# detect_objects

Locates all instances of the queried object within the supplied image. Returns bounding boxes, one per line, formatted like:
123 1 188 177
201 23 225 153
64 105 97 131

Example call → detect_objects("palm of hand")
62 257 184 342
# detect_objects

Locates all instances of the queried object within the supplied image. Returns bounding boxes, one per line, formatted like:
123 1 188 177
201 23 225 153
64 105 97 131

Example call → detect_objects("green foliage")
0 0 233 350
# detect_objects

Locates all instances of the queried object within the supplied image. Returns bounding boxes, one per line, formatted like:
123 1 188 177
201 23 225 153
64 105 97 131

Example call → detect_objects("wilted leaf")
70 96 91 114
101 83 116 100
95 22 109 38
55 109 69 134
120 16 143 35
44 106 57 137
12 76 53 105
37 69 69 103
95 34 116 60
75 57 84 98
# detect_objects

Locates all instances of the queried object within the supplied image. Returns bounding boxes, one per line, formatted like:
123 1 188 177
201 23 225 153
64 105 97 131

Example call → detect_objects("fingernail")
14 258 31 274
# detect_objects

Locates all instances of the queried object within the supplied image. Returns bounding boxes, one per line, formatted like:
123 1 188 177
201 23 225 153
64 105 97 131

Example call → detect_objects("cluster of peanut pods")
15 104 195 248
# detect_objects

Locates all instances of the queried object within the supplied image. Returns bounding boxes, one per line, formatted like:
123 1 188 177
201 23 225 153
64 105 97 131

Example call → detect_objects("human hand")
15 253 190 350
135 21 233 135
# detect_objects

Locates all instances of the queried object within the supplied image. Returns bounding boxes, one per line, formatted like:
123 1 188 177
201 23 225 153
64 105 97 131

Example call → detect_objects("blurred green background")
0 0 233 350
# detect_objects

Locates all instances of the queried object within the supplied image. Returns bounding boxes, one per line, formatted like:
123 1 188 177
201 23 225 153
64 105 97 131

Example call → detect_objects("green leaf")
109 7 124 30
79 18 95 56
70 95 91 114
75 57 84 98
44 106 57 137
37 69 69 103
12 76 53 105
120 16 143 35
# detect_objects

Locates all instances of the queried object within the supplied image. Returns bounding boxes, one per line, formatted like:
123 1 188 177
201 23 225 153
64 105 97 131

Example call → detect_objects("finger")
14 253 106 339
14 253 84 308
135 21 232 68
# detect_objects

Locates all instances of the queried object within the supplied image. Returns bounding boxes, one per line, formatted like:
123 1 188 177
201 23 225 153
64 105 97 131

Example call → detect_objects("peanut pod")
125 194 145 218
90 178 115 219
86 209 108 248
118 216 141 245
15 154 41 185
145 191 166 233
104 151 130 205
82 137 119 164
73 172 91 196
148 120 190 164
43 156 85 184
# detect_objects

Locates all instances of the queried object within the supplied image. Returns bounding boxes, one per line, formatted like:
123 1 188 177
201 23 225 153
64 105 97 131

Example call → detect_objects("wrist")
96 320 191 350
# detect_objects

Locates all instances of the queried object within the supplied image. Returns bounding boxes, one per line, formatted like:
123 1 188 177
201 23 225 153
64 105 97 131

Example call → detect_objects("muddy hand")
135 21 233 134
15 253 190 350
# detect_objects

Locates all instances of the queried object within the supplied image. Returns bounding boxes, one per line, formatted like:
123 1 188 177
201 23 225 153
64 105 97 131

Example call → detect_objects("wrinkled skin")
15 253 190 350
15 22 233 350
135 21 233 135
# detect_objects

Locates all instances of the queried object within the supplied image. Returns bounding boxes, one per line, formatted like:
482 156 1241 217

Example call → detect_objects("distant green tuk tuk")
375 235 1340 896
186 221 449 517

###

STATED PROBLEM: Copy all of the data above word for word, from its first line through its last.

CORRECT OUTPUT:
# detect_objects

Locates all instances of the queried object within the supplied image. Returns bounding boxes, one per line, formatted like:
123 1 188 177
201 23 225 153
64 105 97 131

Example call → detect_objects("palm of hand")
62 257 184 342
# detect_objects

Locates all instances of the queried object within the supplied image. Returns bounding boxes, one per line, formatted like:
123 1 188 177
201 23 225 153
64 105 97 131

Example call → detect_objects("green foliage")
0 0 233 350
# detect_objects

Locates all instances of the queried object within the supplied image. Returns bounding boxes, one per line, formatted like:
123 1 188 177
201 23 225 153
64 105 97 131

Example call → detect_objects("wilted leaf")
70 96 91 114
101 83 116 100
95 22 109 38
55 109 69 134
120 16 143 35
44 106 57 137
12 76 53 105
37 69 69 103
95 34 116 60
75 57 84 98
# detect_objects

Locates all instances of the queried object within the supplied image. Returns bounding boxes, one per line, formatted like:
123 1 188 177
201 23 225 153
64 105 97 131

Example call → detect_objects("fingernail")
14 258 31 274
# detect_objects

Locates all instances of the queried object within the supplied image. Returns bounding boxes, one per line, formatted like:
123 1 188 177
201 23 225 153
64 105 97 131

Example call → detect_objects("cluster of peanut pods")
15 104 195 248
# detect_objects

Locates all instances of the queried object within the supplied image. Returns bounding boxes, one per line, formatted like:
123 1 188 177
201 23 225 153
64 105 97 131

Example call → detect_objects("human hand")
15 253 190 350
135 21 233 135
# detect_objects

Locates all instances of the queried object within the supplied image. Returns bounding boxes, one per line, formatted like:
123 1 188 177
201 23 225 153
64 105 97 131

Example call → detect_objects("blurred green background")
0 0 233 350
# detect_objects

Locates all instances of the queried object within the supplied image. Returns bounding boxes, one per line, formatted like:
123 1 188 177
201 23 225 153
64 105 97 131

Example call → detect_objects("green leaf")
109 7 124 30
79 18 95 56
70 95 91 114
75 57 84 98
44 106 57 137
37 69 69 103
12 76 53 105
120 16 143 35
# detect_objects

Locates all instances of the queried object within the supplied image. Returns bounding boxes, one per line, formatted like:
123 1 188 177
201 23 225 153
64 105 97 131

Example call → detect_objects("finger")
14 253 106 339
14 253 84 308
135 21 232 68
# detect_objects

Locates all instances of the queried object within the supplied image. Returns bounding boxes, one per line, formatted like:
123 1 188 177
201 23 225 153
64 105 97 131

Example call → detect_objects("peanut pod")
125 194 145 218
90 178 115 219
86 209 108 248
118 216 141 245
15 154 41 185
145 191 166 233
104 151 130 205
82 137 119 164
73 172 91 196
148 120 190 164
43 156 85 184
# detect_objects

Locates all instances of the queried object within the supplied image. Returns bounding boxes, one per line, formatted like:
123 1 188 177
201 23 225 153
64 105 97 131

Example call → detect_objects("wrist")
96 320 191 350
# detect_objects

Locates all instances of the queried object within the supplied image. Returns bounding boxes, one per line, formatted like:
123 1 188 177
201 23 225 153
64 105 97 131

Example call → detect_objects("muddy hand")
135 21 233 134
15 253 190 350
# detect_objects

Locates all instances of the queried object within the supplied image. Returns bounding boxes, one per line, formatted like:
123 1 188 177
201 23 225 153
64 105 97 131

Example call → detect_objects("wrinkled skin")
15 253 190 350
15 22 233 350
135 21 233 135
# detect_objects

Locates all instances of the queried object within the supplied image. Returns bounding boxes, one per line, formatted like:
482 156 1241 217

Example call → detect_objects("distant green tuk tuk")
375 235 1340 896
186 221 449 517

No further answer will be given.